» **所给摘录**
-*-*-
每次运行tape.gradients部分时,内存使用量都会翻倍。我认为它与时间分布层有关...?有什么想法吗?
###### create model
inputs = tf.keras.Input(shape=(6, *data_loader_train[0][0][0].shape), name='img') ## (108, 192, 3)
x = layers.TimeDistributed(layers.Conv2D(16, 3, activation='relu'))(inputs)
x = layers.TimeDistributed(layers.Conv2D(16, 3, activation='relu'))(x)
block_1_output = layers.TimeDistributed(layers.MaxPooling2D(2))(x)
x = layers.TimeDistributed(layers.Conv2D(16, 3, activation='relu', padding='same'))(block_1_output)
block_3_output = layers.add([x, block_1_output])
block_3_output = layers.TimeDistributed(layers.MaxPooling2D(2))(block_3_output)
x = layers.TimeDistributed(layers.Conv2D(16, 3, activation='relu'))(block_3_output)
x = layers.TimeDistributed(layers.GlobalAveragePooling2D())(x)
x = layers.Flatten()(x)
x = layers.Dense(16, activation='relu')(x)
x = layers.Dense(1)(x)
counts = tf.keras.activations.softplus(x)
model = tf.keras.Model(inputs, counts, name='toy_resnet')
model.summary()
### run model
####### running this part doubles memory every two times ##########
for x_ in batch(np.random.uniform(size=(100,6,108,192,3)).astype(np.float32), 10):
with tf.GradientTape() as tape:
count_ = tf.reduce_sum(model(x_))
-*-*-
» **命名对象指点记录**
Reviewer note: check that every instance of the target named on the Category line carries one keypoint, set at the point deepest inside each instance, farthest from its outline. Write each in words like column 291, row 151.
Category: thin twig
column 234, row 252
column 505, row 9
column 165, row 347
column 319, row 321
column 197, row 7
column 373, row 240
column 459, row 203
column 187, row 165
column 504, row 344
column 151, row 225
-*-*-
» **练习题目**
a) 请把摘录中从“x = layers.Dense(16, activation='relu')(x)”到“tf.keras.Model(inputs, counts, name='toy_resnet')”之间的文字（含首尾）照原文抄下。
b) 摘录中创建的模型被命名为什么？
c) 摘录的代码里，哪些种类的层被放进了 layers.TimeDistributed 中？请不重复地全部列出。

» **各题答案**
a)
x = layers.Dense(16, activation='relu')(x)
x = layers.Dense(1)(x)
counts = tf.keras.activations.softplus(x)
model = tf.keras.Model(inputs, counts, name='toy_resnet')

b) toy_resnet

c) Conv2D、MaxPooling2D、GlobalAveragePooling2D